Source extract –

━━━━━━━━━━━━━━━━━━━━━━━━━━━━━━

Plotting a non-closed form of an equation

[rubenvb]

Hi,

I need to plot this function z(B) with B=0...100 for an assignment:

$$(1+z)^{\frac{2}{3}}-(1-z)^{\frac{2}{3}} = B$$

But can't seem to discover how. Mathematica can't calculate the inverse (for rather obvious reasons), and neither can Matlab.

A solution in either program is fine. Thanks!

 

[jackmell]

This is just a start and I have some doubts about it's accuracy. The resulting solution has roots which Mathematica extracts default values which may not be the values you want. Would need to work with it further and back-substitute values both for z and b to make sure your answer is correct. For example, what happens to (1-z)^(2/3) when z becomes greater than one?

mysols = z /. Solve[(1 + z)^(2/3) - (1 - z)^(2/3) == b, z]
Plot[Re[mysols], {b, 0, 100}]

 

[rubenvb]

For example, what happens to (1-z)^(2/3) when z becomes greater than one?

Thanks for the answer, will check on it tomorrow (too late here now). z is defined to be no greater than 1 in absolute value, so the expression is symmetrical in z and there is no z>1.

PS: z is actually $$\zeta$$=polarisation)

━━━━━━━━━━━━━━━━━━━━━━━━━━━━━━

Dataset –

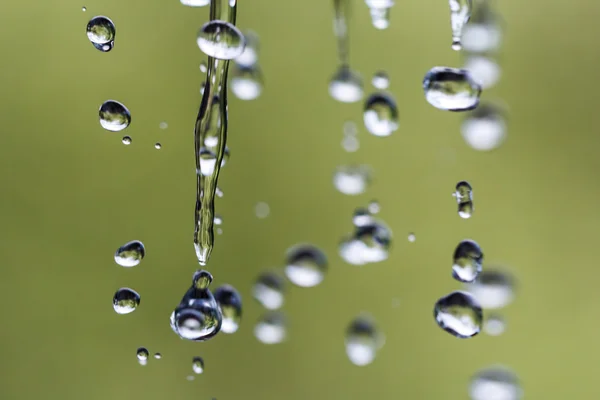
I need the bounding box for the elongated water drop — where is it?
[433,291,483,339]
[171,270,222,342]
[214,285,242,333]
[452,240,483,282]
[98,100,131,132]
[423,67,481,111]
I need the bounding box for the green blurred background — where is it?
[0,0,600,400]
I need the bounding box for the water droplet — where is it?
[192,357,204,375]
[171,270,222,342]
[214,285,242,333]
[285,244,327,287]
[453,181,474,219]
[345,316,381,366]
[371,71,390,90]
[252,272,285,310]
[423,67,481,111]
[469,366,523,400]
[329,65,363,103]
[113,288,140,315]
[254,311,287,344]
[449,0,473,50]
[98,100,131,132]
[115,240,146,267]
[333,165,371,196]
[231,65,263,100]
[86,16,116,52]
[197,20,246,60]
[433,291,483,339]
[363,93,398,136]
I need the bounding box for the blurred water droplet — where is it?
[433,291,483,339]
[452,240,483,282]
[197,20,246,60]
[252,272,285,310]
[285,244,327,287]
[115,240,146,267]
[84,15,116,53]
[98,100,131,132]
[171,270,222,342]
[214,285,242,333]
[113,288,140,315]
[254,311,287,344]
[423,67,481,111]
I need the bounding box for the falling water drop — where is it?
[433,291,483,339]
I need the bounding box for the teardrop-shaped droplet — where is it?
[214,285,242,333]
[171,270,222,342]
[98,100,131,132]
[115,240,146,267]
[452,240,483,282]
[86,16,116,52]
[433,291,483,339]
[113,288,140,315]
[197,20,246,60]
[423,67,481,111]
[285,244,327,287]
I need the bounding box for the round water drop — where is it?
[469,366,523,400]
[329,65,363,103]
[197,20,246,60]
[214,285,242,333]
[452,240,483,282]
[86,16,116,52]
[363,93,398,136]
[115,240,146,267]
[252,272,285,310]
[285,244,327,287]
[423,67,481,111]
[98,100,131,132]
[254,311,287,344]
[113,288,140,315]
[433,291,483,339]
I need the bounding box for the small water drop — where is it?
[115,240,146,267]
[285,244,327,287]
[433,291,483,339]
[113,288,140,315]
[214,285,242,333]
[423,67,481,111]
[98,100,131,132]
[197,20,246,60]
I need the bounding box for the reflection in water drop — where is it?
[433,291,483,339]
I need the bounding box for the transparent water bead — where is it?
[333,165,371,196]
[345,315,382,366]
[254,311,287,344]
[433,291,483,339]
[171,270,222,342]
[196,20,246,60]
[469,366,523,400]
[452,240,483,282]
[285,244,327,287]
[329,65,363,103]
[363,93,398,136]
[252,272,285,310]
[115,240,146,268]
[453,181,474,219]
[113,288,140,315]
[423,67,481,111]
[448,0,473,50]
[214,285,242,333]
[98,100,131,132]
[466,267,515,309]
[86,15,116,52]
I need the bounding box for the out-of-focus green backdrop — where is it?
[0,0,600,400]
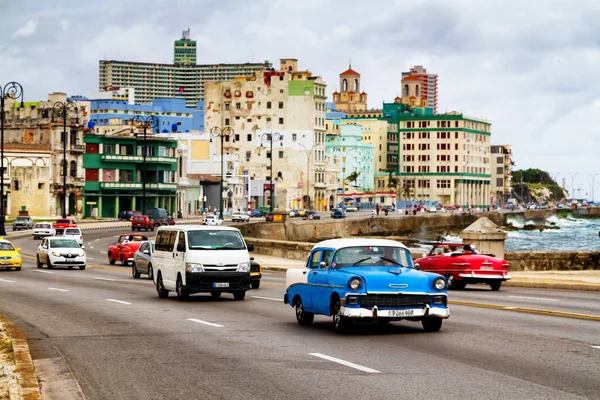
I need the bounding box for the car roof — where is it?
[313,238,407,250]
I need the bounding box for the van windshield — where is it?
[188,230,246,250]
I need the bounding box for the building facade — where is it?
[99,30,272,107]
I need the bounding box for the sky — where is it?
[0,0,600,198]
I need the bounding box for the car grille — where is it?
[359,294,431,307]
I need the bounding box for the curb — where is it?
[0,315,42,400]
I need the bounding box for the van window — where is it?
[188,230,246,250]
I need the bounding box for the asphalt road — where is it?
[0,230,600,400]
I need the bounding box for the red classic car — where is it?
[415,243,510,290]
[108,235,148,265]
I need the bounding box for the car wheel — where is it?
[131,261,140,279]
[421,318,443,332]
[331,298,352,335]
[175,275,190,301]
[156,272,169,299]
[295,297,315,326]
[233,290,246,300]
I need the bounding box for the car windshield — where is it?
[48,239,79,249]
[0,242,15,251]
[331,246,413,268]
[188,230,246,250]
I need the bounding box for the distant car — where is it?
[33,222,56,239]
[0,238,23,271]
[36,236,86,269]
[13,215,35,231]
[283,238,450,334]
[107,234,148,265]
[131,241,154,279]
[415,243,510,290]
[231,212,250,222]
[131,215,154,231]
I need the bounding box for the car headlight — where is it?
[185,263,204,272]
[348,278,362,290]
[433,278,446,290]
[237,263,250,272]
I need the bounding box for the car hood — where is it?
[338,266,437,293]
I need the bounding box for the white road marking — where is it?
[106,299,131,304]
[187,318,223,328]
[508,296,558,301]
[252,296,283,301]
[308,353,379,374]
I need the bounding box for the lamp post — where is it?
[210,126,235,220]
[0,82,24,236]
[131,115,158,213]
[260,132,283,211]
[52,100,79,218]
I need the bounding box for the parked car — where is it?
[13,215,35,231]
[131,215,154,231]
[0,239,23,271]
[36,236,86,269]
[131,241,154,279]
[283,238,450,334]
[231,212,250,222]
[60,228,83,247]
[33,222,56,239]
[107,235,148,265]
[415,243,510,290]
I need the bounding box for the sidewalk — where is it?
[252,254,600,291]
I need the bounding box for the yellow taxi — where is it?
[0,237,23,271]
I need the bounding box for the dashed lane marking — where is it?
[187,318,224,328]
[308,353,379,374]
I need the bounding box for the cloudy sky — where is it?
[0,0,600,198]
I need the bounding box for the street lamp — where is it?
[260,132,283,211]
[210,126,235,220]
[131,115,158,213]
[0,82,24,236]
[52,100,79,218]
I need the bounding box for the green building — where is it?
[83,131,177,218]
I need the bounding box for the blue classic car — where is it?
[283,239,450,334]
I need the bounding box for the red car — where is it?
[108,235,148,265]
[415,243,510,290]
[131,215,154,231]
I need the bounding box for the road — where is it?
[0,229,600,400]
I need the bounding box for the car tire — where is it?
[175,275,190,301]
[233,290,246,300]
[294,297,315,326]
[156,272,169,299]
[421,318,444,332]
[131,261,140,279]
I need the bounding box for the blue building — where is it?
[87,98,204,133]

━━━━━━━━━━━━━━━━━━━━━━━━━━━━━━

To do –
1) Duplicate the part of the thread on plotting z(B) that opens with the words containing "Thanks for the" and closes with "is actually $$\zeta$$=polarisation)".
2) In the thread on plotting z(B), list every function name called in the two lines of code.

Written responses –
1)
Thanks for the answer, will check on it tomorrow (too late here now). z is defined to be no greater than 1 in absolute value, so the expression is symmetrical in z and there is no z>1.

PS: z is actually $$\zeta$$=polarisation)

2) Solve, Plot, Re